▶ _SUPPLIED INFORMATION_:

^^^^^^^^

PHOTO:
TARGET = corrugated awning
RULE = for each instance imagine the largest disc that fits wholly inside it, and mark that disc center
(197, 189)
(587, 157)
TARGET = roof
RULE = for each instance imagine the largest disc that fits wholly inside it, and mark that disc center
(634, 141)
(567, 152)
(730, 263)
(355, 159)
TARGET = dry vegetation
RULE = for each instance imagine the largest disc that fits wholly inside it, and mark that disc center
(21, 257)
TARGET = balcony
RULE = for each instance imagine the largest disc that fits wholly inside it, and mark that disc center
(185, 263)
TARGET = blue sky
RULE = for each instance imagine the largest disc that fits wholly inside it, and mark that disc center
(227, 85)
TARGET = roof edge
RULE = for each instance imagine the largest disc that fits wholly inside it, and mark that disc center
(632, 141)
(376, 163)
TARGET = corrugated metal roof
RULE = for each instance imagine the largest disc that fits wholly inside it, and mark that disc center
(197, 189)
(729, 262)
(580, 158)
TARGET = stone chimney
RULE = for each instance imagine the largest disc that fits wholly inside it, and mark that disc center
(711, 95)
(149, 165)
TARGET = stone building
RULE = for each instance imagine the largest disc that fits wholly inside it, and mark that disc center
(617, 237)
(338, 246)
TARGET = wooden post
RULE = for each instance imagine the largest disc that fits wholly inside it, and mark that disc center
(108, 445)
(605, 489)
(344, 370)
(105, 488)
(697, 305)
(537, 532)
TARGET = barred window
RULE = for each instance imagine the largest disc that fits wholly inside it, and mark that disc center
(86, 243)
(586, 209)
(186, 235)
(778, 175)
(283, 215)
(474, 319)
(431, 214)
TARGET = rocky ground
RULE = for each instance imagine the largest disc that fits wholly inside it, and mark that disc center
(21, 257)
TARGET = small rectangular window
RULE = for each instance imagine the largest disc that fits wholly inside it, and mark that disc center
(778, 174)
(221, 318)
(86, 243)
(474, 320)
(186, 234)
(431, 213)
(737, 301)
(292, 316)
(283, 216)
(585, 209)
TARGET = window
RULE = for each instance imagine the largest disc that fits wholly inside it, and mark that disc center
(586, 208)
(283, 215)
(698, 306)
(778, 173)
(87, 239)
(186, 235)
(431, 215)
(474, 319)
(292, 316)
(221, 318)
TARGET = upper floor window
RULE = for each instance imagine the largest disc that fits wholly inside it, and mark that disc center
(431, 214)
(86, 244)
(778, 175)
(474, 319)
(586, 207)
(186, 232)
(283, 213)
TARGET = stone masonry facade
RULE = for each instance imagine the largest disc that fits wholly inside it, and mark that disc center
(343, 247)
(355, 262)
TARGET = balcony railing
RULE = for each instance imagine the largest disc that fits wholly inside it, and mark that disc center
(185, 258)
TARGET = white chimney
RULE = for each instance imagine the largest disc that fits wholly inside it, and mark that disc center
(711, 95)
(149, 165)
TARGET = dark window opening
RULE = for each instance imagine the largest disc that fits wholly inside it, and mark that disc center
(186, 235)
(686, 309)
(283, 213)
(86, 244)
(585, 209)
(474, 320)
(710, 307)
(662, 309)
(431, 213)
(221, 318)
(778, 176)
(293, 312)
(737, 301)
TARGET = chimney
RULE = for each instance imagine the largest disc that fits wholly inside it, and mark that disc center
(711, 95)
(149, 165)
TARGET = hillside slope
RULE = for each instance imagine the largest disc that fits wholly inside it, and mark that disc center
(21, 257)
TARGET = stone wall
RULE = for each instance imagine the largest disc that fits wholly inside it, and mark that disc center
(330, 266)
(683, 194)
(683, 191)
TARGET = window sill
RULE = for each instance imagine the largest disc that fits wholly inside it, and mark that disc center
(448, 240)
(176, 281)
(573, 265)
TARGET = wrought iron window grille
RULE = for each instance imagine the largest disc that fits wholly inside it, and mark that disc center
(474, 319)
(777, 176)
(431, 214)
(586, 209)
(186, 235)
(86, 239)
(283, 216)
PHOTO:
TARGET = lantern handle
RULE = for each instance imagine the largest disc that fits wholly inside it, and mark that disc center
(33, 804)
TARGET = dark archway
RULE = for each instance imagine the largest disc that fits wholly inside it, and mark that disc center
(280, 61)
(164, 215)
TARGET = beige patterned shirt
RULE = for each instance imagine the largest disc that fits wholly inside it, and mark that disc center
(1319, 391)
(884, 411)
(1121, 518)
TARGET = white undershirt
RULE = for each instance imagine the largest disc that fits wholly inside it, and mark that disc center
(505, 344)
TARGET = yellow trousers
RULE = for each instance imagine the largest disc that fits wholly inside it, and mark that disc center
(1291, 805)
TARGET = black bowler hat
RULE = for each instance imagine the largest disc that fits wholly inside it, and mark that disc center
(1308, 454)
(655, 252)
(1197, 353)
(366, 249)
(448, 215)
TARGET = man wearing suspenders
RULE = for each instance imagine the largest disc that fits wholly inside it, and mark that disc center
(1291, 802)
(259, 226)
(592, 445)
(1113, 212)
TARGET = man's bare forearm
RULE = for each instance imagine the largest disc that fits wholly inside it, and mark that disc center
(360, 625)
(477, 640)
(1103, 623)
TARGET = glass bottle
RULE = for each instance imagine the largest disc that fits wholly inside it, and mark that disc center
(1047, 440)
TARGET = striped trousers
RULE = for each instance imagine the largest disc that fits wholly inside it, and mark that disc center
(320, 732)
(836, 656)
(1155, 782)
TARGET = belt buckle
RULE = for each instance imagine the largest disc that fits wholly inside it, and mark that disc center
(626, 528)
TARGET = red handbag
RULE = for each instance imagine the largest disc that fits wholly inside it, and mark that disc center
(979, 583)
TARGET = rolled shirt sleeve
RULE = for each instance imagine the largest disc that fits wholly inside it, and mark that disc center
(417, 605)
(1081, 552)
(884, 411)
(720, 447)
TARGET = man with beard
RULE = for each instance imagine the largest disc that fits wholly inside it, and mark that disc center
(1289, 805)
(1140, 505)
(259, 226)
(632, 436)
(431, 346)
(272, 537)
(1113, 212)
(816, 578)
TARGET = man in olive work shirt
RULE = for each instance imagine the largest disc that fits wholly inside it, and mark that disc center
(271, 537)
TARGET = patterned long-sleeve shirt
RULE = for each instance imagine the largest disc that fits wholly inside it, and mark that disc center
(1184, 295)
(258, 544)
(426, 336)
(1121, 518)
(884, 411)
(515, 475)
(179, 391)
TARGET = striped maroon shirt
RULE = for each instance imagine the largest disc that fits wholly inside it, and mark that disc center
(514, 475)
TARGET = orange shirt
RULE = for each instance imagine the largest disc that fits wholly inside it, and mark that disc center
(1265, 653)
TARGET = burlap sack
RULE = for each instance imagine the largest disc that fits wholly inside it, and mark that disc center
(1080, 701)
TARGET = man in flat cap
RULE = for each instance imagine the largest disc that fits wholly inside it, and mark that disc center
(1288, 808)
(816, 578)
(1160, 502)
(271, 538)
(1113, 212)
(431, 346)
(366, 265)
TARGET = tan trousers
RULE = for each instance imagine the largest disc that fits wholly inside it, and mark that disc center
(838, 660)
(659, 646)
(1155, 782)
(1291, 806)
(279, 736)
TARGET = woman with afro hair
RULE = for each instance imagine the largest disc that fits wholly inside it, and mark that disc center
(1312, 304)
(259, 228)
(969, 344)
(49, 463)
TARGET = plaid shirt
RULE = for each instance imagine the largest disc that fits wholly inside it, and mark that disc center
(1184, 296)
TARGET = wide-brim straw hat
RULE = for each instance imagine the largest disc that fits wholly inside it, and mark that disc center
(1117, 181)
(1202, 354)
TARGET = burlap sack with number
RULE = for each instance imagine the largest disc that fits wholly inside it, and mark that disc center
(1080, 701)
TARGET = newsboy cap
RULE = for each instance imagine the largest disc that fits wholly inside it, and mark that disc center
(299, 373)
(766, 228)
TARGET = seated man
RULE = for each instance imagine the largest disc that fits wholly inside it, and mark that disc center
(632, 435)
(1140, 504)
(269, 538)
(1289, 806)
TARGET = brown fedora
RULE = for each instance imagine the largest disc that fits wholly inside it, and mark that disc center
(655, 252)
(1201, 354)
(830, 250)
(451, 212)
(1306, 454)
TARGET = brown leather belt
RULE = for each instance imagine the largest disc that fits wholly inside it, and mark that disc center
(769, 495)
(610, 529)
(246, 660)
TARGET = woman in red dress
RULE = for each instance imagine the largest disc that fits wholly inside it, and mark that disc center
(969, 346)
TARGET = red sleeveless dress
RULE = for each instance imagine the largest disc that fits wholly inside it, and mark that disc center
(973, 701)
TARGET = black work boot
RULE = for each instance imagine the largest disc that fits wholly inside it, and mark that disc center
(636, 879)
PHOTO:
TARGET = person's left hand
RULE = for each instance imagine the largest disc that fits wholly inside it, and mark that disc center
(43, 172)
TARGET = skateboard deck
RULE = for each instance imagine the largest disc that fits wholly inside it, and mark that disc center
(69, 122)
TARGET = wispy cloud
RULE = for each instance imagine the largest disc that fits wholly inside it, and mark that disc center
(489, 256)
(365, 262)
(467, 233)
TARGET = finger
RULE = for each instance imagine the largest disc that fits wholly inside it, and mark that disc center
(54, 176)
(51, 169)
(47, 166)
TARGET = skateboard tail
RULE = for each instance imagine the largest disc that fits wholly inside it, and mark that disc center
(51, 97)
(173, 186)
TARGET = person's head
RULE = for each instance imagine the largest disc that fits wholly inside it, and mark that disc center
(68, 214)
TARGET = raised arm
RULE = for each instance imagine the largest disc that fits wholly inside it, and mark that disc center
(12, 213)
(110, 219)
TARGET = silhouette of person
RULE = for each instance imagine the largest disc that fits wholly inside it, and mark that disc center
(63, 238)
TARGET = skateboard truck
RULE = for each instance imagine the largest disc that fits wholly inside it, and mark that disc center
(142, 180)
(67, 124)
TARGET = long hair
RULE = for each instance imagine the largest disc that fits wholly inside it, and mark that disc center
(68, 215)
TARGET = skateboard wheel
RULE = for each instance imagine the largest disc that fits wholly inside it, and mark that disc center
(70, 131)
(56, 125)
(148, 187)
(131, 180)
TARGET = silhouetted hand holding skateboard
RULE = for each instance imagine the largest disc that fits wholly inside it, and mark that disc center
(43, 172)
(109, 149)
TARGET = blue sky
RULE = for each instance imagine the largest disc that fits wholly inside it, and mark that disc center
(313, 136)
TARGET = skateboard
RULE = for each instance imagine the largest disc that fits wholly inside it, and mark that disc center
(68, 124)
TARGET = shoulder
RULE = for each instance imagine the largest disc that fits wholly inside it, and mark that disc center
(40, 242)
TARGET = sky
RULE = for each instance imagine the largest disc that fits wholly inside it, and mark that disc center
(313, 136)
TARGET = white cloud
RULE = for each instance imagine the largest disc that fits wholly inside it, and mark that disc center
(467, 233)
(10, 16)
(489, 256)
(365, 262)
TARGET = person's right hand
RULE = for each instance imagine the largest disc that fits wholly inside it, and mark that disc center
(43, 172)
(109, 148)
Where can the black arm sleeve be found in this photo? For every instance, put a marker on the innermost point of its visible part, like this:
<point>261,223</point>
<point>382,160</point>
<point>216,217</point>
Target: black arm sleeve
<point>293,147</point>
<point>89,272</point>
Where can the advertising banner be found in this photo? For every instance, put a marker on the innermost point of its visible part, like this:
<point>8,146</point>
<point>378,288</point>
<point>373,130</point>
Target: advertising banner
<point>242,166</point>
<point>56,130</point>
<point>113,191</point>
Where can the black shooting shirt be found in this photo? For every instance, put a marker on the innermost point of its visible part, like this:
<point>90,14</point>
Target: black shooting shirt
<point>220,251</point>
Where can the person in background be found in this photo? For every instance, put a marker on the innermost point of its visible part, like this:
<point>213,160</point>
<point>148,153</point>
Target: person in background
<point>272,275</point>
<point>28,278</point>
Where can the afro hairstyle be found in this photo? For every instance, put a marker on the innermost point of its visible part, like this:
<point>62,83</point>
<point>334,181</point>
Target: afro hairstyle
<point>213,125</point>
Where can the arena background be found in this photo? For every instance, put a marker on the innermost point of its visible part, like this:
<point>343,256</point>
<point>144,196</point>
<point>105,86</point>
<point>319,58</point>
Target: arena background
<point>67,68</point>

^^^^^^^^

▶ _WHAT IS BEING ASKED_: Beginning at the line with "TARGET = roof edge" and stopping after the line with "TARGET = stone building", please write out every line of the data above exactly and nothing else.

▶ _RESPONSE FOR THIS EXERCISE_:
TARGET = roof edge
RULE = for each instance imagine the largest disc that fits wholly inside it, and mark that disc center
(632, 141)
(376, 163)
TARGET = corrugated metal roof
RULE = for each instance imagine the largest disc that fits wholly inside it, and mark that disc center
(197, 189)
(729, 262)
(580, 158)
TARGET = stone chimney
RULE = for each instance imagine the largest disc that fits wholly inside it, and mark that disc center
(711, 95)
(149, 165)
TARGET = stone building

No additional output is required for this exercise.